__TASK OBJECTIVE__: Translate this sentence from the passage on rollerski test reliability into German: "The current study evaluated the test–retest reliability of a commonly used rollerski protocol, characterized by a constant incline and escalating speed."

Test–retest reliability of performance variables during treadmill rollerski skating

The current study evaluated the test–retest reliability of a commonly used rollerski protocol, characterized by a constant incline and escalating speed. This procedure included one familiarization session (T0) and three trials (T1–T3) within a 14-day period for skiers who were already familiar with the rollerski treadmill, though not specifically with this protocol.

The principal findings include:

1.

Speedmax revealed a mean CV from T1–T3 of 1.5% [1.1, 2.6] and an ICC of 0.96 [0.87, 0.99], with a systematic familiarization bias from T0–T3 (3.4% [1.8, 5.1]) and T1–T3 (both P < 0.05) with a change in T1 to T2 of 1.2% [0.1, 2.3] and from T2 to T3 of 2.2% [0.1, 4.3].

2.

VO2peak showed a mean CV of 2.2% [1.6, 3.8] and an ICC of 0.93 [0.78, 0.98], with a with a systematic familiarization bias from T0–T3 (4.1% [1.2, 7.1], P < 0.05), while no clear detectable systematic familiarization bias from T1 to T2 (− 0.2% [− 2.0, 1.6]) or T2 to T3 (1.8% [− 1.1, 4.7]).

3.

Submaximal O2-cost (VO2sub) showed a mean CV of 2.1% [1.5, 3.3] and an ICC of 0.94 [0.84, 0.99], with no clear systematic familiarization bias from T0–T3 with T1 to T2 of − 0.7% [− 2.4, 1.1] or T2 to T3 of − 0.1% [− 2.4, 2.3].

Graded exercise tests have faced criticism for their reliability and ecological validity (McGawley 2017; Currell and Jeukendrup 2008). In the present study, it is evident that a significant familiarization effect occurs, with Speedmax continuing to increase through the fourth test (Fig. 1). The test, which lasted approximately 6–7 min, demonstrated a mean increase of about 3% in Speedmax from T1 to T3, suggesting a systematic familiarization bias. The ~ 3% increase in Speedmax from T1 to T3 coincided with no changes in VO2peak, HRpeak, La−peak, and RPEpeak across the three main tests. Consequently, the skiers appeared to reach the same level of "exhaustion" at the end of the MTF tests as well as similar peak physiological variables. Despite the systematic familiarization bias in Speedmax, the relatively low CV (1.5% from T1 to T3) and high ICC (0.96 from T1 to T3) similar to what was found in Losnegard et al. (2013), suggest a high degree of test–retest reliability.

__DATA SEGMENT__:
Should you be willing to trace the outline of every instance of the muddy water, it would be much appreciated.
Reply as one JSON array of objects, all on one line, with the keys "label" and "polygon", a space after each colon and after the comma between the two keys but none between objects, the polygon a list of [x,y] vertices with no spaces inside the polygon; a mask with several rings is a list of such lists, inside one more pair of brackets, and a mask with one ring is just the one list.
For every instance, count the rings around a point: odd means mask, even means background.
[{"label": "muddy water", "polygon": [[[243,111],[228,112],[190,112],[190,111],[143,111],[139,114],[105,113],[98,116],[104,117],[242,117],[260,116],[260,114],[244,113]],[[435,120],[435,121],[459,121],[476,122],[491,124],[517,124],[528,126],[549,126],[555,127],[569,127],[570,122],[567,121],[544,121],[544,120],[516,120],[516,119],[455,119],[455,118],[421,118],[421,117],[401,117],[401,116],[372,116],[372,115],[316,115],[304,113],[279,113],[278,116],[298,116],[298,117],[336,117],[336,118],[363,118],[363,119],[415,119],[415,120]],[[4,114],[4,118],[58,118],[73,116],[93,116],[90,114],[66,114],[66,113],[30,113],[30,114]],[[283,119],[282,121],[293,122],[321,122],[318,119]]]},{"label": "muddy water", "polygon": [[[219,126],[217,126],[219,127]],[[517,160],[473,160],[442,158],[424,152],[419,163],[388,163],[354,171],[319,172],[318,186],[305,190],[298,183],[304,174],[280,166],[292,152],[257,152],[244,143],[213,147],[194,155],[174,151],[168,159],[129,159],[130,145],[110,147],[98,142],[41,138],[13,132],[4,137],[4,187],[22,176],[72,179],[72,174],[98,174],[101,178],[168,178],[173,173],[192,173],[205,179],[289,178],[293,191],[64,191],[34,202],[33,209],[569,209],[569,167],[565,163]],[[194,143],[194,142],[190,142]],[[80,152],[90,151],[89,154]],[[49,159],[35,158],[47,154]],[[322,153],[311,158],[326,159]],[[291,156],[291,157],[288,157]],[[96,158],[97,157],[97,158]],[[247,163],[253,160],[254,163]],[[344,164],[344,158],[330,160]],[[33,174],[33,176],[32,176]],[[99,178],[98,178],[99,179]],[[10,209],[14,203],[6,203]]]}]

__RESULT FOR THIS TASK__: Die vorliegende Studie untersuchte die Test-Retest-Reliabilität eines häufig verwendeten Rollerski-Protokolls, das durch eine konstante Steigung und eine zunehmende Geschwindigkeit gekennzeichnet ist.